Copy every row below word for word, with no changes.
____________
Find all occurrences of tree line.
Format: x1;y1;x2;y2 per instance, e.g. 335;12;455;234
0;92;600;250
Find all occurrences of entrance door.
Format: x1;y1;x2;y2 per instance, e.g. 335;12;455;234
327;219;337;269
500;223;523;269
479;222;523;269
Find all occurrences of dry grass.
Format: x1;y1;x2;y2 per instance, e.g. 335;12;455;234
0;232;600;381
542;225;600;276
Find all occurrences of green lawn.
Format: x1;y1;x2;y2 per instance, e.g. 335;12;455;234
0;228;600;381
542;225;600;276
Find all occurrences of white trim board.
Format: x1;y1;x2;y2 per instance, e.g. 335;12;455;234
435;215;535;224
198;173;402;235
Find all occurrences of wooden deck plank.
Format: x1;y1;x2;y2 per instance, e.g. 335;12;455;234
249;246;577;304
____________
■ **Exercise output**:
Find all occurrences of tree line.
Format: x1;y1;x2;y2 per instance, e.g. 335;12;455;234
0;92;600;250
Find all occurrences of entrance door.
Format: x1;y1;x2;y2 per instance, e.g. 335;12;455;234
327;219;337;269
500;223;523;269
479;222;523;269
Find all occurrences of dry grass.
Format: x1;y1;x2;y2 per instance, e.g. 335;12;455;234
0;232;600;381
542;225;600;276
Find all occurrences of green lawn.
Format: x1;y1;x2;y2 per instance, e.g. 335;12;455;234
0;228;600;381
542;225;600;276
Find all occurrences of white trim board.
Format: x1;y1;x2;y2 per instance, e.g. 335;12;455;234
435;215;535;224
198;173;402;235
Find all occurrences of wooden deck plank.
Format: x1;y1;x2;y2 per instance, e.g. 335;12;455;234
249;246;577;304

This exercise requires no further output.